Segment Start: EXERCISE PASSAGE

Scientists have mapped the cascade of genetic changes that turn normal cells in the brain and pancreas into two of the most lethal cancers. The result points to a new approach for fighting tumours and maybe even catching them sooner.

Genes blamed for one person's brain tumour were different from the culprits for the next patient, making the puzzle of cancer genetics even more complicated.

But the new research also found that clusters of seemingly disparate genes all work along the same pathways. So instead of today's hunt for drugs that target a single gene, the idea is to target entire pathways that most patients share.

Think of delivering the mail to a single box at the end of the cul-de-sac instead of at every doorstep.

The three studies, published in the journals Science and Nature, are a milestone in cancer genetics.

"Finding those common elements within the landscape suggests there are therapeutic interventions that can help the whole group," said Dr. Phillip Febbo of Duke University's Institute for Genome Sciences and Policy.

Despite 30 years of laborious work, scientists until now have found only a fraction of the genetic alterations required to cause any of the 200 diseases that collectively are called cancer. Different tumours require a different domino effect of genetic changes to arise, and to determine their severity and even which treatments will work.

The new maps do not include just mutated genes. They cite missing ones, extra ones, and overactive or underactive ones, too, in the most comprehensive look ever at human tumours.

Teams led by Johns Hopkins University examined more than 20,000 genes in tumours taken from 24 pancreatic cancer patients and 22 patients with the most dangerous brain tumour, called glioblastoma multiforme. Separately, The Cancer Genome Atlas project -- a government-funded network of 18 medical centres -- analysed 600 genes in glioblastomas from 206 patients.

The Hopkins teams found hundreds of genetic changes, including a particularly intriguing gene named IDH1. Twelve per cent of glioblastoma patients, mostly young ones, harboured a mutated version that meant longer survival .

If more study proves that effect, doctors soon might use an IDH1 test to help decide prognosis, said Hopkins' Dr. Victor Velculescu.

The bigger discovery involved cancer's genetic chaos. No tumours were identical. The typical pancreatic cancer contained 63 genetic alterations and the average brain tumour 60, Hopkins researchers reported in Science.

Fortunately, "genes don't work alone," said Hopkins' Dr. Kenneth Kinzler, who led the pancreatic work. Figure out which genes cluster in which pathways and "a simpler picture emerges."

The Hopkins team identified 12 core pathways that were abnormal in most pancreatic tumours. In Nature, The Cancer Genome Atlas researchers reported three core pathways in most glioblastomas.

Some pathways allow damaged DNA to escape repair. Some switched off protective factors meant to suppress tumours.

Companies already are researching drugs to block an enzyme pathway implicated in the studies.

"Even though it sounds complex, it's actually allowing us to simplify the complex into pathways that will allow us, I think, to truly understand cancer for the first time and take a much more rational approach to treatment," said Dr. Anna Barker of the National Cancer Institute, who co-directs the cancer atlas project.

Moreover, the work suggests possible ways to catch cancer earlier, by tracing mutant DNA floating through the bloodstream well before tumours themselves start to spread.

As one expert said: "I don't think that's any longer science fiction."

Segment End: EXERCISE PASSAGE
Segment Start: DATASET EXTRACT

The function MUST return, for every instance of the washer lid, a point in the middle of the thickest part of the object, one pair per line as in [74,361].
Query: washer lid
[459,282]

Segment End: DATASET EXTRACT

CHECK YOUR UNDERSTANDING:
(1) According to the cancer genetics article, how many core pathways did the Hopkins team find abnormal in most pancreatic tumors?
(2) Please set down the stretch of the cancer genetics article from "But the new" through "Sciences and Policy.", word for word.
(3) Translate this sentence from the cancer genetics article into Spanish: "Some pathways allow damaged DNA to escape repair."

SOLUTION SET:
(1) 12 core pathways.

(2)
But the new research also found that clusters of seemingly disparate genes all work along the same pathways. So instead of today's hunt for drugs that target a single gene, the idea is to target entire pathways that most patients share.

Think of delivering the mail to a single box at the end of the cul-de-sac instead of at every doorstep.

The three studies, published in the journals Science and Nature, are a milestone in cancer genetics.

"Finding those common elements within the landscape suggests there are therapeutic interventions that can help the whole group," said Dr. Phillip Febbo of Duke University's Institute for Genome Sciences and Policy.

(3) Algunas vías permiten que el ADN dañado escape de la reparación.